▶ RAW DATA

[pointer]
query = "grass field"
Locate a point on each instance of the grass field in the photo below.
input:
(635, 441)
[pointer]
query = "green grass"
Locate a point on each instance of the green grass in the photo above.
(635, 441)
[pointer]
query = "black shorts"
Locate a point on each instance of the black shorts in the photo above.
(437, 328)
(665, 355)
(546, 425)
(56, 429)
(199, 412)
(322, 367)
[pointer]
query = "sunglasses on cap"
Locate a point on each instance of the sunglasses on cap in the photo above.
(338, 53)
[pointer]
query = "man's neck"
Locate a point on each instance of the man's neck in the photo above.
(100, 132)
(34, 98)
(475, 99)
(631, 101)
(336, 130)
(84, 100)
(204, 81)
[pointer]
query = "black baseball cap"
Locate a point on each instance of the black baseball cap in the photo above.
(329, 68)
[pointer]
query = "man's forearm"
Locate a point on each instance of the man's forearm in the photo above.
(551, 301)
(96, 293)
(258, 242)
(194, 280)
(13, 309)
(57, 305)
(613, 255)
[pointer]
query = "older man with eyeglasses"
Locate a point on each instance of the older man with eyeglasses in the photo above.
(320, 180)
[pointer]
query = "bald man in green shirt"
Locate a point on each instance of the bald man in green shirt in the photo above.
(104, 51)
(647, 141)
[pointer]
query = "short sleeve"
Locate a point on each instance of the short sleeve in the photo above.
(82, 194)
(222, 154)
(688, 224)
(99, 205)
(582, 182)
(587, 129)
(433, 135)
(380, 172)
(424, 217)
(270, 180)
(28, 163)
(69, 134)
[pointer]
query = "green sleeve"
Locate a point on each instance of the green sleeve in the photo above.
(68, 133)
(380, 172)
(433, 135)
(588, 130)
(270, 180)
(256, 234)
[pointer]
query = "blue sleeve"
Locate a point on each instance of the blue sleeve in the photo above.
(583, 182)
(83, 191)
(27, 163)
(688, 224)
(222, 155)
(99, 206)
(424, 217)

▶ ACTION ITEM
Once you have read the records above, write them out again exactly.

▶ RESPONSE
[pointer]
query = "grass field"
Locate a point on each instance of the grass field in the photo below.
input:
(635, 441)
[pointer]
query = "green grass"
Locate a point on each instance of the green grass in the photo above.
(635, 441)
[pointer]
query = "black shorts"
Locate a point on each instance of the black shorts in the photo above.
(437, 328)
(665, 355)
(546, 425)
(56, 429)
(199, 412)
(322, 367)
[pointer]
query = "sunglasses on cap"
Locate a point on each instance of the sunglasses on cap in the photo above.
(338, 53)
[pointer]
query = "man's neck"
Locate a point on each instance of the man's neck in the photo above.
(100, 132)
(34, 98)
(475, 99)
(631, 101)
(336, 130)
(84, 100)
(204, 81)
[pointer]
query = "black baseball cap"
Locate a point on each instance of the black baseball cap in the photo above.
(329, 68)
[pointer]
query = "man's forearm"
Locate a point on each instance of the man's forearm in the photo above.
(551, 301)
(96, 293)
(258, 242)
(194, 280)
(13, 309)
(57, 305)
(613, 255)
[pointer]
query = "older man with eyeglasses"
Locate a point on each instance of the older man with eyeglasses in the photo above.
(320, 180)
[pointer]
query = "bald man in green shirt"
Locate a point on each instance of the bald man in green shirt in the photo above.
(104, 51)
(647, 141)
[pointer]
query = "short sleeve"
Locate a point on each instance of the short sleeve in the photo above.
(82, 194)
(222, 154)
(688, 224)
(99, 205)
(582, 182)
(587, 129)
(433, 135)
(380, 172)
(424, 217)
(270, 180)
(28, 163)
(69, 134)
[pointer]
query = "green sleeve"
Locate a point on each instance of the green sleeve in the photo above.
(68, 133)
(380, 172)
(433, 135)
(588, 130)
(270, 180)
(256, 234)
[pointer]
query = "blue sleeve"
Locate a point on each instance of the blue sleeve in the photo above.
(583, 182)
(83, 191)
(27, 163)
(688, 224)
(222, 155)
(99, 206)
(424, 217)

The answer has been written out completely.